— Start of Supplied text —

Philips Cinema 21:9


It’s not often that one can say this, but the Philips Cinema 21:9 LCD panel is unique, and you can tell that it’s unique at a glance. That’s because instead of having the usual widescreen 16:9 display, it has a super widescreen 21:9 picture.


Why? This size of screen is to optimise the picture when you’re watching a really widescreen movie. These typically have aspect ratios of 2.35:1 or 2.40:1, and there are really a lot of them. Just about every commercial cinema release film, in fact. On a regular widescreen display they appear with a black bar at the top of the picture, plus one at the bottom.
With this display, the picture can expand to fill the whole screen, eliminating the black bars, and giving a much bigger picture.
And since the screen itself is quite large, with a 142cm diagonal (56 inches), that really is a very big picture. In order to provide full 1080p performance, the LCD panel actually has more than the normal number of pixels horizontally: 2560 compared to the usual 1920.
Note that I keep writing ‘display’ rather than ‘TV’. While there are TV tuners in the unit, these have not been rejigged to work fully in Australia because the distributor’s opinion is that this display is for the connoisseur who would supply suitable HD sources, such as a PS3, Blu-ray player and high definition PVR or Foxtel IQ2. But aside from that it has all the high end features you’d expect from a top of the line television.
It supports multimedia playback from a USB device, and from networked devices. It not only has an Ethernet port but offers built-in WiFi. This network multimedia support is Digital Living Network Alliance (DLNA) certified, so it will work with Windows Media Player, and a host of other software products, as the server.
It also supports European NetTV, a collection of more than 1000 Internet TV stations from around the world, but continued support for this will depend upon whatever regional control controls the NetTV providers place on their feeds.
The display has decent built in two-way speakers and Philips’ Ambilight feature. This provides three bars of light at the rear of the display at the top and sides, and these produce backlighting of the display designed to enhance the onscreen appearance.


The unit has a wealth of aspect ratio options, including an ‘Auto’ one that does most of the work for you. You can have it blow the picture up to fill the screen entirely, even if it means distorting the geometry slightly (eg. making the people on screen a little fat), or have it fill the screen as much as possible while keeping everything in proportion.
I preferred the latter, but it’s your choice. It was initially a little odd watching a regular 1.85:1 widescreen movie with black bars down either side of the picture, but it didn’t take long to get used to it.
The ‘Auto’ aspect ratio setting seems to work by examining the picture for black bars and then resizing the picture to eliminate them. With some movies – higher quality ones with good black levels – this led to a problem. The display would sometimes become confused about where the picture ended and the black bars started, making it unexpectedly zoom in and out significantly when there were large areas of black near an edge of the picture.

— End of Supplied text —
— Start of Data segment —

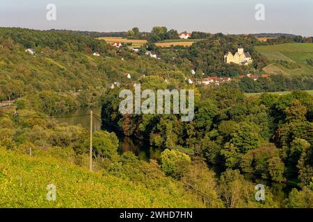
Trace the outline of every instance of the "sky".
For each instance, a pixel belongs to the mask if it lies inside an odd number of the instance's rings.
[[[47,5],[56,20],[46,18]],[[265,20],[257,21],[258,3]],[[0,26],[93,31],[150,31],[225,34],[284,33],[313,36],[313,0],[0,0]]]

— End of Data segment —

■ To be done
According to the Philips Cinema 21:9 review, how many pixels does the LCD panel have horizontally?

■ Solved exercise
2560, compared to the usual 1920.